Text block.
Lessons from the Olympics
Author: Alain Bejjani — CEO, Majid Al Futtaim — Holding
At first glance, business and sport seem to have much in common. Both are results- and performance-oriented, highly competitive, thrive on differentiation, strategy and teamwork, for example.
Both are also clearly about people. Sports, like no other platform, is a microcosm of life: through its highs and lows, we learn how to better respond to them; through its universality, it shows us we have more that unites us than separates us.
Sports shows us what the human spirit is made of. The pursuit of excellence, persistence, achievement, the will to push against our own limits and keep going reminds us of our potential, of the fuller versions of ourselves. I believe there is much we can and should apply from sports to business, especially from the global Olympics.
Here are a few thoughts inspired by the Tokyo Olympics:
1. Champions are everywhere. In the first week, the Philippines won its first gold medal ever and set an Olympic record thanks to weightlifter Hidilyn Diaz. She started lifting at 11, often with homemade weights, staying the course through trying circumstances. A few days ago, 18-year-old Tunisian Ahmed Hafnaoui shocked everyone by taking home the gold in the men’s 400m freestyle swim. How many champions are we housing unknowingly, and what are our plans for discovering, growing and tapping their talent?
2. Passion changes everything. Among the 10,000 athletes from more than 200 countries in Tokyo are pre-teens as well as those in their 50s and 60s. Sky Brown reminds me of the question ‘What would you do if you knew you could not fail?’ This 13-year-old taught herself to skateboard watching YouTube videos, and suffered a skull fracture and broken bones while training for Tokyo. She was back on her board in less than two months. Are we this passionate and driven and if not, what’s our excuse?

Recorded information.

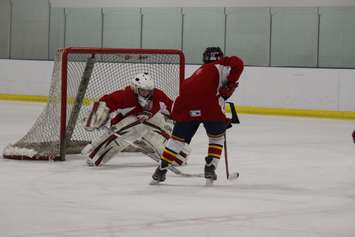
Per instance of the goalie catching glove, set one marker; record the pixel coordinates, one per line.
(98, 116)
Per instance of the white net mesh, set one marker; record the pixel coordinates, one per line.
(112, 70)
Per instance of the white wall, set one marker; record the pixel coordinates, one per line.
(199, 3)
(302, 88)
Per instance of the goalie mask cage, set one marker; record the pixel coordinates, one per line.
(81, 76)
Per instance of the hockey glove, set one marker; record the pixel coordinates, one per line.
(97, 117)
(227, 90)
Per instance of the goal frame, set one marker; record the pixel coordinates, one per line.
(64, 125)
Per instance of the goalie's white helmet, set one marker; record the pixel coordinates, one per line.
(143, 86)
(142, 81)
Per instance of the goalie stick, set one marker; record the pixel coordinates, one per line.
(234, 120)
(153, 154)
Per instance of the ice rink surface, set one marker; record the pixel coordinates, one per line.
(297, 179)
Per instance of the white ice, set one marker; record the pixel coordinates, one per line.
(297, 179)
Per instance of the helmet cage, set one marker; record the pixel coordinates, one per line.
(212, 54)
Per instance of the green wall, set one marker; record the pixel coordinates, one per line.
(262, 36)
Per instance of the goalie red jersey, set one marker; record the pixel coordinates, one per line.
(124, 103)
(201, 97)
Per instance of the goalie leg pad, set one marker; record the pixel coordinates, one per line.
(101, 151)
(98, 116)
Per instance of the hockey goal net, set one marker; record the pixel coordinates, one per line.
(81, 76)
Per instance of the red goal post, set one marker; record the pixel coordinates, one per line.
(81, 76)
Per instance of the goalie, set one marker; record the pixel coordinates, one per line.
(139, 116)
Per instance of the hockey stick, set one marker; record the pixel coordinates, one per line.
(153, 155)
(233, 175)
(234, 120)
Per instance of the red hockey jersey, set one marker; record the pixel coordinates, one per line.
(123, 103)
(199, 99)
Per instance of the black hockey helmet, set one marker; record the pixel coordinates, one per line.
(212, 54)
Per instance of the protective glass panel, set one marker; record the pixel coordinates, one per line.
(5, 20)
(337, 37)
(122, 27)
(83, 27)
(162, 28)
(294, 37)
(248, 34)
(57, 28)
(30, 23)
(203, 27)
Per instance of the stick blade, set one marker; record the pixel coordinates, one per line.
(233, 176)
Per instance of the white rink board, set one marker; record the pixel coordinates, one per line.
(301, 88)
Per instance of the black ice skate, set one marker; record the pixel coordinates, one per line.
(210, 170)
(159, 175)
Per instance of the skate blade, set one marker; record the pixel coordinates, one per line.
(209, 182)
(233, 176)
(154, 182)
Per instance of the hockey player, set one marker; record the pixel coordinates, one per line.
(139, 116)
(202, 100)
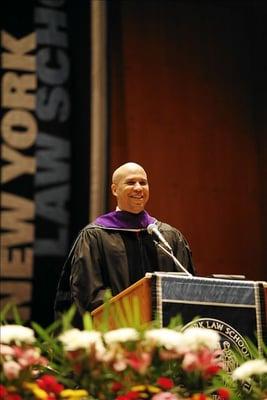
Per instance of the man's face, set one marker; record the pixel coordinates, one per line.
(131, 190)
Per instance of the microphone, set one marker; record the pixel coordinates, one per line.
(152, 228)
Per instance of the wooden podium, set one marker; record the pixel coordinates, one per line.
(237, 309)
(140, 290)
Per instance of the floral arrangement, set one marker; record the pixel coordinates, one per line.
(127, 363)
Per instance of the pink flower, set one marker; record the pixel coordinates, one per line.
(165, 383)
(116, 386)
(50, 384)
(6, 350)
(203, 361)
(128, 396)
(165, 396)
(3, 391)
(138, 362)
(11, 369)
(224, 394)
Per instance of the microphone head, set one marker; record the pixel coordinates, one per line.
(150, 228)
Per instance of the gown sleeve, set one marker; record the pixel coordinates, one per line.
(82, 279)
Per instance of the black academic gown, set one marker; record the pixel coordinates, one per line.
(113, 258)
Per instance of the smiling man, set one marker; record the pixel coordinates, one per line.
(117, 249)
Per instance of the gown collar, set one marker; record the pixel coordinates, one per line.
(125, 220)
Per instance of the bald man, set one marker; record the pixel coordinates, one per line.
(116, 249)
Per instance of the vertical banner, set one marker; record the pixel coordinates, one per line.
(35, 154)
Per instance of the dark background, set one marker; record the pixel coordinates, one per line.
(186, 99)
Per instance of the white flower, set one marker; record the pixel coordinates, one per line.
(196, 338)
(169, 338)
(249, 368)
(121, 335)
(75, 339)
(11, 369)
(16, 333)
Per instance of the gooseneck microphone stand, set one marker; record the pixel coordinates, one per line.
(170, 254)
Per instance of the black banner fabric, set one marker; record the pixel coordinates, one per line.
(233, 308)
(37, 141)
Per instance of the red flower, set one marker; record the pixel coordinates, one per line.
(5, 395)
(13, 396)
(223, 393)
(116, 386)
(199, 396)
(49, 384)
(165, 383)
(3, 391)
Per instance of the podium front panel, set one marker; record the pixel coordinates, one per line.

Tasks for this exercise.
1 - Answer these questions using the Olympics essay.
(a) At what age did Hidilyn Diaz start lifting?
(b) In which event did Ahmed Hafnaoui win gold?
(c) How did Sky Brown learn to skateboard?
2 - According to the Olympics essay, why do business and sport seem at first glance to have much in common?
3 - Write the next part of the Olympics essay, picking up after its last sentence.
The rows above come from a separate source and have no connection to the Olympics essay.

Results for each task.
1 -
(a) She started lifting at 11.
(b) He won the men's 400m freestyle swim.
(c) She taught herself by watching YouTube videos.

2 - Both are results- and performance-oriented and highly competitive, and both thrive on differentiation, strategy and teamwork. Both are also clearly about people.

3 -
3. Endurance, because… There is undoubtedly much to be inspired by at the Olympics, but one of my personal favourites has to be the team of refugee athletes. These 29 displaced individuals from across the world has endured war, persecution, loss and exile and kept going. Many of us have endured much over the last pandemic year, and we can look to these and others as role models to keep going.
4. Attitude is everything. In business as in life, how we respond to loss or failure is just as important as how we react to success. Attitude can change failure into achievement. The UAE’s Yousuf Al Matrooshi is one of many Olympians who reminded me of this, as he exited Tokyo grateful for the learning curve. A reminder that attitude determines altitude — how high we rise, or don’t, depends on how we think.
5. Values — and how we live them out — matter. How we treat each other — how we care for those around us, our communities and our planet — matters, in life and in business. Thank you to Qatar’s Mutaz Essa Barshim and Italy’s Gianmarco Tamberi for reminding us of this, and for reminding us what true sportsmanship looks like.
This is by no means an exhaustive list — there are more inspiring moments from the Olympics every day, not least the Arab nations and Arab women involved, and many lessons that we would do well to carry over into business. I look forward to reading some of yours.